◆ BRIEF
An exact transcript is needed of the material below, beginning at the line that contains "Would you mind pointing out the black trousers" and continuing through its last line; nothing else should appear.

◆ DATA SHOWN

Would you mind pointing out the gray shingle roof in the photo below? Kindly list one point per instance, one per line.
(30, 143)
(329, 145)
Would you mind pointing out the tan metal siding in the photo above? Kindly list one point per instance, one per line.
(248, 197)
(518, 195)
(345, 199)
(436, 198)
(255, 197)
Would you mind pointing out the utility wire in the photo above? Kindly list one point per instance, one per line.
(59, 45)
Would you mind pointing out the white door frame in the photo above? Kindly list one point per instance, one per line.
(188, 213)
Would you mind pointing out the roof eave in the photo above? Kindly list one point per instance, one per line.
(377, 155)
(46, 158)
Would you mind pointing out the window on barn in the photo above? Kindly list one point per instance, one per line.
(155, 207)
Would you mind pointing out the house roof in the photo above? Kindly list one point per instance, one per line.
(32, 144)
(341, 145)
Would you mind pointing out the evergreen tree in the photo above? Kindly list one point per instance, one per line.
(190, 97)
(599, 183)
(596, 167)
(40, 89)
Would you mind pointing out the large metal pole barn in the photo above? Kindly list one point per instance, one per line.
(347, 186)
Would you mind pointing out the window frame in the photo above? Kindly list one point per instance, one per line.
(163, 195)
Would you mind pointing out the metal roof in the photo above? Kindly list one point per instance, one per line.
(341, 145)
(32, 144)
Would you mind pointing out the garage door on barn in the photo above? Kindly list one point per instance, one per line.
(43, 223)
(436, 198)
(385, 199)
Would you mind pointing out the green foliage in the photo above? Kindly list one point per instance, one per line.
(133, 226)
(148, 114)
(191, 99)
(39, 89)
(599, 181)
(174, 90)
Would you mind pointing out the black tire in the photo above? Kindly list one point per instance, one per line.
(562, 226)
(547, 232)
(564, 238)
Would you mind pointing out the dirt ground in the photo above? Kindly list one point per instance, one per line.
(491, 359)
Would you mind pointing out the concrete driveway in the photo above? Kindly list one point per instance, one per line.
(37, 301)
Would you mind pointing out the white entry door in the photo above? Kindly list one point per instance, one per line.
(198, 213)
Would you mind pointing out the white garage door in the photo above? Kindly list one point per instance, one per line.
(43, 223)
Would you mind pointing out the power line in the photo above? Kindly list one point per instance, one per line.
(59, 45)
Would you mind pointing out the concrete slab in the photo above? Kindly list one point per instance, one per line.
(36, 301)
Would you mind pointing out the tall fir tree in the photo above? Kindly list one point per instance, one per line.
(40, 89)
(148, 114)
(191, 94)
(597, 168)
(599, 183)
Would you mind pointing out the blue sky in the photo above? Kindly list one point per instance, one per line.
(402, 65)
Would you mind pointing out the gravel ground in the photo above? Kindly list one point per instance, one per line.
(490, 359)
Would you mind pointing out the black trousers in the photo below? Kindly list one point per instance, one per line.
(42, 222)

◆ FINISHED EXERCISE
Would you mind pointing out the black trousers in the photo below? Kindly list one point per instance, one per line.
(42, 222)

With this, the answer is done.